Among the entries, which lines carry the string "riverbank"? Copy every one.

____

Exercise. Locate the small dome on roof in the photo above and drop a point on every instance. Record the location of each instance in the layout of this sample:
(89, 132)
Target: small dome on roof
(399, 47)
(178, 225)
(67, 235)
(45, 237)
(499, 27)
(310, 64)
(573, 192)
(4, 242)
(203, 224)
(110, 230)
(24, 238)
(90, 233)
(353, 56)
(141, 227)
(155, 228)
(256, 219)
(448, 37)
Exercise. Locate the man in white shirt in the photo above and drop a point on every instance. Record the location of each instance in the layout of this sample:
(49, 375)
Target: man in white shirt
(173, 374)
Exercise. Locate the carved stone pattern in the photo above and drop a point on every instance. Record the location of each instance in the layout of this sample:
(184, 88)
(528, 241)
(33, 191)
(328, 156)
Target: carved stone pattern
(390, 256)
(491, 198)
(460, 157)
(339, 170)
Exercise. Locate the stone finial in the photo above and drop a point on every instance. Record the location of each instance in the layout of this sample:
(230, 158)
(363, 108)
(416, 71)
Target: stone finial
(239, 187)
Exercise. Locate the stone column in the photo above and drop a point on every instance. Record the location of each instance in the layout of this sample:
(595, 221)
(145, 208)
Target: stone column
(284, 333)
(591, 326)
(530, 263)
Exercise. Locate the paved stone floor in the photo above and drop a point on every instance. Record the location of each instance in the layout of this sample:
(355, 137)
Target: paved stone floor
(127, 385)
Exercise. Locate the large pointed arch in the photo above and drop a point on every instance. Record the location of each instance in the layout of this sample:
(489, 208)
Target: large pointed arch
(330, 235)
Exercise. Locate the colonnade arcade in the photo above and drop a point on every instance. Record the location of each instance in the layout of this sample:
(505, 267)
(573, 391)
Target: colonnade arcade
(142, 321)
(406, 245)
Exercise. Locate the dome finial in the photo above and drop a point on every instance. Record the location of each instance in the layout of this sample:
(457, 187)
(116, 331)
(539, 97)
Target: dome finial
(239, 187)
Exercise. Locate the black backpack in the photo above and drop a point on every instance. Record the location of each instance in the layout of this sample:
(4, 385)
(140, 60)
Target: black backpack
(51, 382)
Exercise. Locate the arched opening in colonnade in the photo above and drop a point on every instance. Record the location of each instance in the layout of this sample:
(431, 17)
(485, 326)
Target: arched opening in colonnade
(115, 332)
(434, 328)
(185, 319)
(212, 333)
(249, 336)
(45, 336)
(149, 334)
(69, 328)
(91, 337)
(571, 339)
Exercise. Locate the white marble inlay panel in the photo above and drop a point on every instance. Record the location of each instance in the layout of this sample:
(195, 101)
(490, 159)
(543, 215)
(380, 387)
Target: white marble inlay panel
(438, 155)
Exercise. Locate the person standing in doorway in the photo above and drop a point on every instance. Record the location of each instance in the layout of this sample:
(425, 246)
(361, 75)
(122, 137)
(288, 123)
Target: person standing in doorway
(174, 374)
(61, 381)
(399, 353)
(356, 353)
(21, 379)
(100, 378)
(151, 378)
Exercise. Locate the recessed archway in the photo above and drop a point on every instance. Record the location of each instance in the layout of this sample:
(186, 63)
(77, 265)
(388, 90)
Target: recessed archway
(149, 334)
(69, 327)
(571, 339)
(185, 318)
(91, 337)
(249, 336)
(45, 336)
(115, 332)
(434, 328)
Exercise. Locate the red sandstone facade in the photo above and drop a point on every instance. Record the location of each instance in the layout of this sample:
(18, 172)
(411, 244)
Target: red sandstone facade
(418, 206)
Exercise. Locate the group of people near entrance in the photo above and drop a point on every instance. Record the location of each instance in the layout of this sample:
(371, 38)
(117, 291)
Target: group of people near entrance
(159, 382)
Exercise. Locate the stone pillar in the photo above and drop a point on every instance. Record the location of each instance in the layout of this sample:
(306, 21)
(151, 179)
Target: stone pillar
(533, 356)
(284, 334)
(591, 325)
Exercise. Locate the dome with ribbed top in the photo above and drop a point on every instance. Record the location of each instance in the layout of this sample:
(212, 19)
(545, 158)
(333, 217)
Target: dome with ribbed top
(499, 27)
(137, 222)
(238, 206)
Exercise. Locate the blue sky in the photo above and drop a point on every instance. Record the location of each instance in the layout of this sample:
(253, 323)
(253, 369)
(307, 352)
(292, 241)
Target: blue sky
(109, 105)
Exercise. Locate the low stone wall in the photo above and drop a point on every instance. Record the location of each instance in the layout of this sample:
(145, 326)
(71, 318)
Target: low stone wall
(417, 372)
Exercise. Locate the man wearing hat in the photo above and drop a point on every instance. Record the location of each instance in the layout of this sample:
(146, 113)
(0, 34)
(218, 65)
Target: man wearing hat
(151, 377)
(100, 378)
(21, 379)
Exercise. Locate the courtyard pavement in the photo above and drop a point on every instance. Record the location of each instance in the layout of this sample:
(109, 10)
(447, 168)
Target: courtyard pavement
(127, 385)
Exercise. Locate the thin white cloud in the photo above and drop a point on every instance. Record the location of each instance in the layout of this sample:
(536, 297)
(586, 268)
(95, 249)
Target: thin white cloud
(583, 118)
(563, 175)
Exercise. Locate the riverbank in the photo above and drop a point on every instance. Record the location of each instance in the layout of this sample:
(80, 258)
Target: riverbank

____

_Solution for this problem_:
Exercise. Locate the riverbank in the photo above and drop a point on every instance. Record the location of each instance in the layout of this sample:
Target: riverbank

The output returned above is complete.